→ Source extract:
John Goldwater, Creator of Archie and Pals, Dies at 83
NEW YORK -- He is survived by Archie, Jughead, Betty and Veronica in
Riverdale, U.S.A.
Their creator, John L. Goldwater, an orphan from East Harlem who hitchhiked
his way west in the Depression and invented prototypical teen-age America in
the comics, died of a heart attack on Friday at his home in Manhattan. He was
83.
Archie Andrews and his pals remain forever 16 going on 17.
In 1941 Goldwater, a struggling writer distantly related to the late Sen.
Barry M. Goldwater, dreamed up the carrot-topped, freckle-faced character
perpetually torn between two loves, one blond, one dark-haired. He was a
hapless teen-age Everyman counterpoised to the hyperpotent Superman, who had
made his debut just a few years earlier.
Naming his creation Archie, after a school chum, Goldwater surrounded him
with other characters patterned after teen-agers he had met in the Midwest,
gave them jalopies and typical teen-age problems, placed them in the mythical
and idyllic town of Riverdale, and found a young artist, Bob Montana, who
provided what became indelible faces.
Millions worldwide came to chuckle over Archie's misadventures at school
with his spinster teacher, Miss Grundy, and the fussy principal, Mr.
Wetherbee; his intractable romantic triangle with the sweet Betty and spoiled,
rich Veronica; the hamburger obsession of the nerdy Jughead; the rivalry with
the handsome, conceited Reggie. In time, the supporting cast members grew to
star in their own comic books.
Over the years the settings have been updated -- Archie and his friends now
exchange e-mail and go in-line skating -- but the problems have not changed.
The guiding idea, Goldwater always said, was simple. It came down to Archie.
"He's basically a square, but in my opinion the squares are the backbone of
America," he told The New York Times in 1973. "If we didn't have squares we
wouldn't have strong families."
The formula clearly hit a responsive nerve. The comic strip once ran in 750
newspapers. Comic book sales sometimes reached 50 million a year, though they
have leveled off at about 15 million a year.

→ Dataset excerpt:
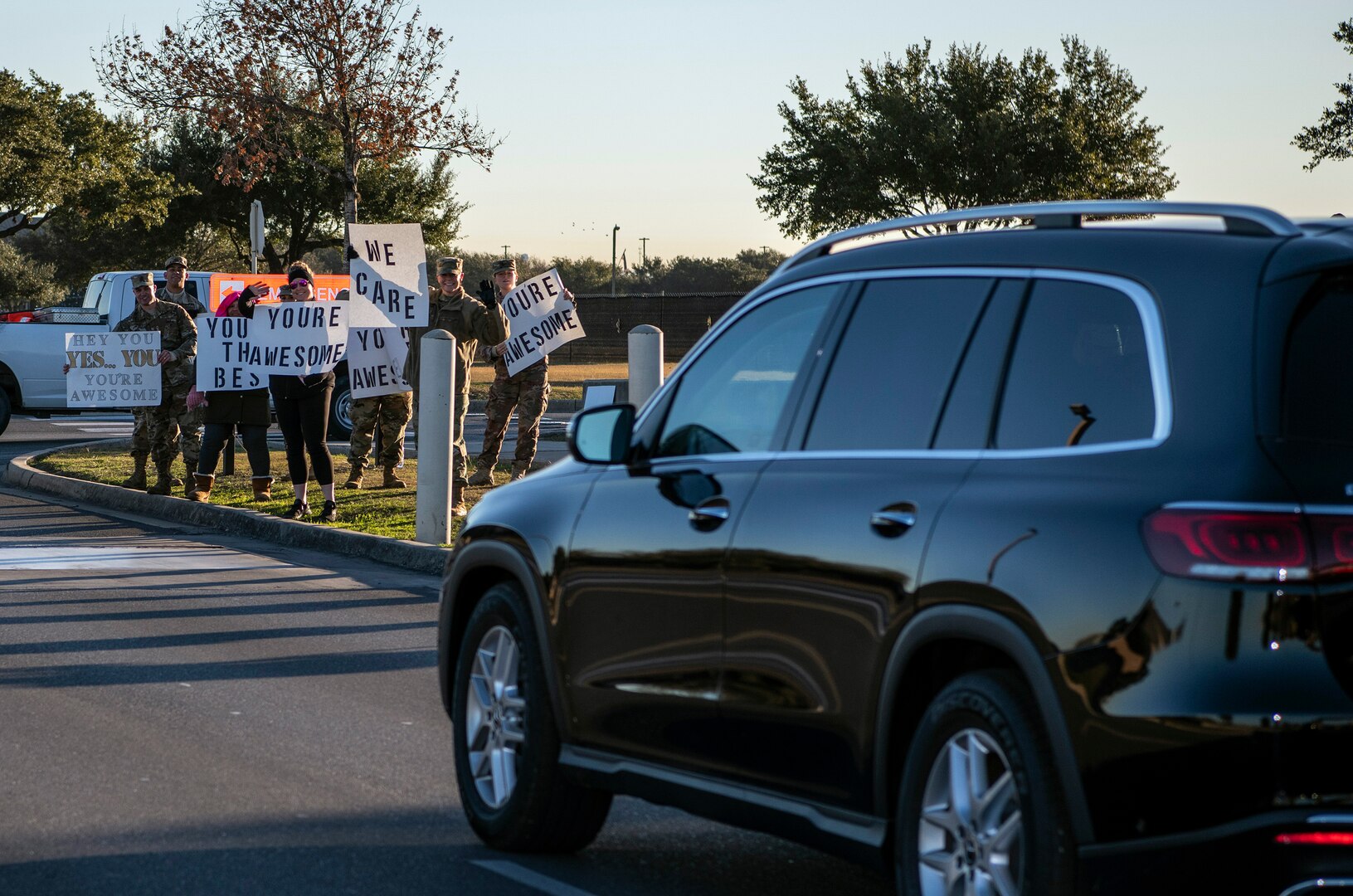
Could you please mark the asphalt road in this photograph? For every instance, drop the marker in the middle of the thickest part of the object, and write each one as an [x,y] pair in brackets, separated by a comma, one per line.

→ What to work on:
(A) Name every real person mentioned by name in the obituary of John Goldwater.
(B) According to the Goldwater obituary, in how many newspapers did the comic strip once run?
(C) Resume the obituary of John Goldwater after its final sentence.
The data can be left aside.

→ Answers given:
(A) John L. Goldwater, Sen. Barry M. Goldwater, Bob Montana

(B) 750 newspapers

(C)
Goldwater's touch catapulted him to the pinnacle of the comics world, with a
multimillion-dollar fortune and publishing empire, Archie Comic Publications
Inc. of Mamaroneck, N.Y., one of the industry's big three, along with Marvel
and D.C. Comics. Archie was on the radio, on television and in the movies.
There was even a short-lived chain of Archie restaurants.
Goldwater was also instrumental in creating the Comics Code Authority, which
was formed in 1954 to self-police the industry's depictions of sex and
violence. He was also a national commissioner of the Anti-Defamation League of
B'nai B'rith and his wife, Gloria, was the first national chairwoman of its
women's division.
His childhood world of East Harlem was no Riverdale, U.S.A. His mother died
giving birth to him in 1916 and his father succumbed to grief, abandoning his
baby and dying soon afterward. Young John was raised by a foster mother and
grew up to complete high school, where he knew a red-haired boy who became the
prototype for Archie. Goldwater was six feet tall and husky with dark hair,
more the Reggie type.
With the Depression worsening, he left New York, hopping freight trains and
bumming rides to the Midwest, where he worked for a time in Kansas as a news
reporter. Assigned to school sports, he hung around with football teams,
meeting the players and the girls they attracted, who would later supply him
with ample comic material. After a few years he continued west to the Grand Canyon, where he worked at
a lodge, but was dismissed for socializing with the female help, affording him
more future material. The lodge paid his way to San Francisco, where he found
work again as a reporter and saved enough to book passage on a ship back to
New York. On board, he met two young women bound for the novitiate. Both fell
for him, which later gave him the idea of the Betty-Veronica rivalry.
Back in New York, he got a job on the docks and his experience with shipping
gave him an idea. He went to a magazine publisher and offered to buy his
outdated issues at a penny each. Then he shipped them abroad to an avid
market. The business prospered and Goldwater soon joined with a pulp magazine
publisher, Louis Silberkleit, to found a magazine publishing business in 1941,
just as the war was restricting paper supplies.
Their Archie venture, with illustrations by Montana, himself then a teen-
ager, began as a four-page insert in another comic. It proved an immediate hit
and Archie and his pals quickly got their own comic.
In 1954, with national critics decrying brutality, vulgarity and sex in the
comics, Goldwater helped found the Comics Magazine Association of America,
whose Comics Code Authority persuaded magazines to voluntarily weed out
offensive copy as well as ads for guns, knives and war weapons. He was
president for 25 years.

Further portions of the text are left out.